「200万人が感染死亡していた」
米大統領選まで6か月を切った米国は新型コロナウイルス禍から抜け出せずにもがいている。
5月25日は、米国の祭日では最も重要なメモリアル・デイ。祖国のために命を犠牲にした米将兵を慰霊する日だ。
ドナルド・トランプ大統領はアーリントン墓地の無名戦士の墓に詣で、メリーランド州ボルチモアのフォートマクヘンリーで演説した。
ボルチモア市長は新型コロナウイルス感染拡大阻止のため市内は緊急事態宣言下にあり、訪問中止を要請していた。にもかかわらず、大統領は強行した。
翌26日には早朝から再度にわたってツイッターで発信した。
「新型コロナウイルス感染拡大阻止で私がとった措置で、ほとんどの州知事はベンチレーター、感染テスト装置などを入手でき備蓄できた。良い状態になっている。今後もこれらの医療機器はどんどん彼らの手元に届くだろう」
「(私の悪口ばかり書いている)フェイクニュースを流すマスゴミよ!(Fake Lamestream News!)」
「そこらにいる雇われ政治家どもよ(For all of the political hacks out there)よく聞け。もし私が適切な対応をしていなかったなら、150万人から200万人が犠牲者になっていただろう」
「(新型コロナウイルス禍でこれまでに死亡した)10万人に比べれば、15倍から20倍の米市民が死んでいたんだぞ。私が早い段階で中国からの入国者を阻止したからだ」
「それに比べると、ジョー・バイデンが副大統領だった時に発生した豚インフルエンザへの対応は完全かつ全面的な失敗に終わり、大惨事になった。あの時の世論調査の支持率は最悪だった」
このツイートに、大統領の無神経さについては先刻承知の主要メディアも呆れ返った。何というデリカシーのなさだろうと。AP通信記者はたまらなくなってこう書きなぐっている。
「感染死者数は10万人を超えて増え続けている。その瞬間に、大統領の発言は国民からの共感を呼ぶとは思えない」
「トランプ氏のコミュニケーション能力の欠如、政治的な言い争いにおける説得力のなさを露呈したと言わざるを得ない」
新型コロナウイルス禍で自称「戦時大統領」を演ずるトランプ大統領を「社会病質者で誇大妄想狂」(Sociopathic megalomaniac)と言い放った御仁がいる。
「現代言語学の父」、人文社会科学諸分野における「巨魁」と言われる「世界最高の論客の一人」、ノーム・チョムスキーMIT(マサチューセッツ工科大学)名誉教授(91)だ。
リベラル派の「Democracy Now!」のオンライン・インタビューに応じた。
1時間、チョムスキー氏は一切のメモも見ず、プロンプターも使うことなく、カメラの前で滔々としゃべった。91歳の高齢とはとても思えない。

> _取り組む課題_
(a) 次の(i)〜(iii)がトランプ大統領とコロナ禍についての文章の内容と合っているかを、それぞれ「はい」か「いいえ」で答え、根拠となる本文の言葉をそのまま引用しなさい。(i) メモリアル・デイは5月25日である。(ii) ボルチモア市長は大統領の訪問を歓迎していた。(iii) チョムスキー氏はメモを見ながらインタビューに答えた。
(b) トランプ大統領とコロナ禍についての文章の「このツイートに、大統領の無神」から「c)と言い放った御仁がいる。」まで(両端を含む)を、「主要メディア」を「大手メディア」に置き換えて書き直しなさい。
(c) トランプ大統領とコロナ禍についての文章の最後の文に続けて、その先を書きなさい。

> _提供情報_
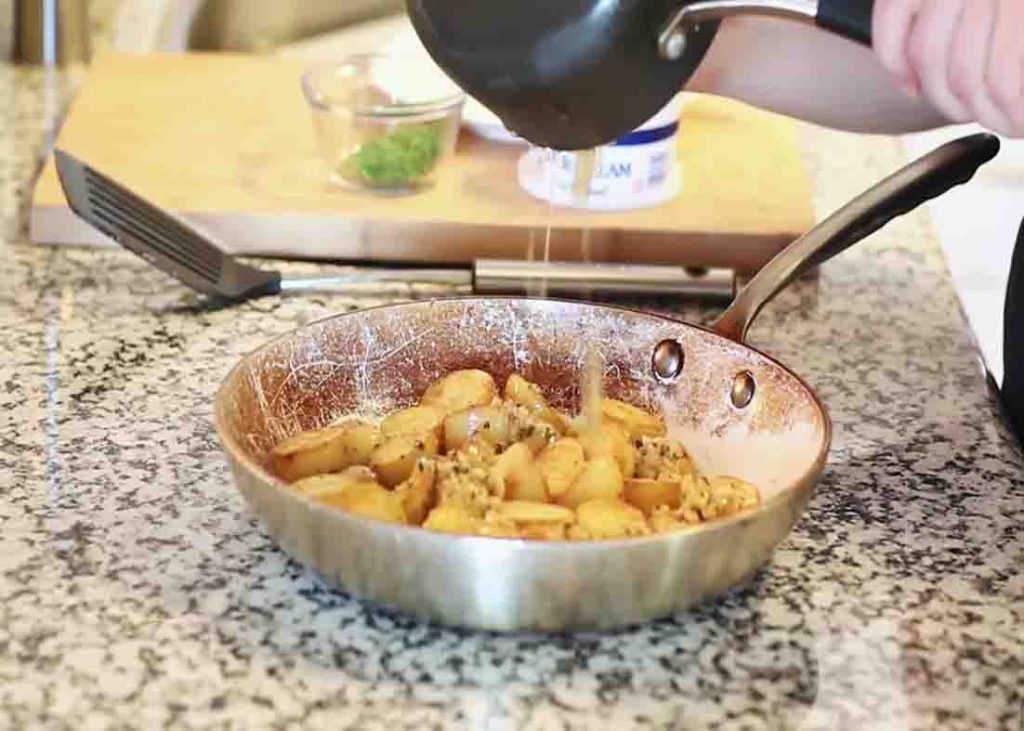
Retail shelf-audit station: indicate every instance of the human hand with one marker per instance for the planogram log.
(964, 56)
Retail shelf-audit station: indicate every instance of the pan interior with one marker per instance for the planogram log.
(373, 361)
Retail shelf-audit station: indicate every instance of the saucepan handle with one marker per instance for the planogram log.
(850, 18)
(940, 170)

> _項目別解答_
(a)
(i) はい。「5月25日は、米国の祭日では最も重要なメモリアル・デイ。」
(ii) いいえ。「訪問中止を要請していた」
(iii) いいえ。「一切のメモも見ず」

(b)
このツイートに、大統領の無神経さについては先刻承知の大手メディアも呆れ返った。何というデリカシーのなさだろうと。AP通信記者はたまらなくなってこう書きなぐっている。
「感染死者数は10万人を超えて増え続けている。その瞬間に、大統領の発言は国民からの共感を呼ぶとは思えない」
「トランプ氏のコミュニケーション能力の欠如、政治的な言い争いにおける説得力のなさを露呈したと言わざるを得ない」
新型コロナウイルス禍で自称「戦時大統領」を演ずるトランプ大統領を「社会病質者で誇大妄想狂」(Sociopathic megalomaniac)と言い放った御仁がいる。

(c)
遠い昔の思い出話をしているわけではない。アップデートな情報(中には極秘情報も含まれている)やデータが次々と口を突いて出る。しかもそれをすべて記憶にしている。
開口一番、今回の新型コロナウイルスについてこう言い放った。
(https://www.youtube.com/watch?v=MrPRQ1OniTU)
(https://www.democracynow.org/2020/5/25/noam_chomsky_on_trump_s_disastrous)
「新型コロナウイルスのパンデミックは数年前から十分に予測できた。少なくとも2003年のSARS(重症急性呼吸器症候群)パンデミック以後予測されていた」
「今回の新型コロナウイルスが収束した後も新たなウイルスが出現する。もっとシリアスなウイルスになるだろう」
「巨大な勢いで進行している地球温暖化の脅威がその原因の一つだ」
「(皮肉を込めて言えば)絶妙なタイミングというべきか、(新型コロナウイルス出現の兆しが見えていた)2019年10月、トランプ大統領は何をしたか」
「米国際開発庁(USAID)が2009年から資金提供していた早期警戒パンデミック・システムの疫学研究プログラム(PREDICT)への助成金を全額ストップさせてしまった」
「このプログラムは主に第三世界諸国や中国でパンデミックになり得る新たなウイルスを発見、検出するものだった」
「トランプ大統領にはパンデミックに対する警戒心もそれに対する備えも全くなかったのだ」
「中国・武漢市を発生源にした今回の新型コロナウイルスに対する初動段階から、トランプ氏が楽観論に終始していたのはむしろ当然だったのかもしれない」
「中国は新型ウイルスに非常に迅速に世界保健機関(WHO)に通報した。中国は2019年12月、病因不明の肺炎症状の患者(複数)が出たと報告した」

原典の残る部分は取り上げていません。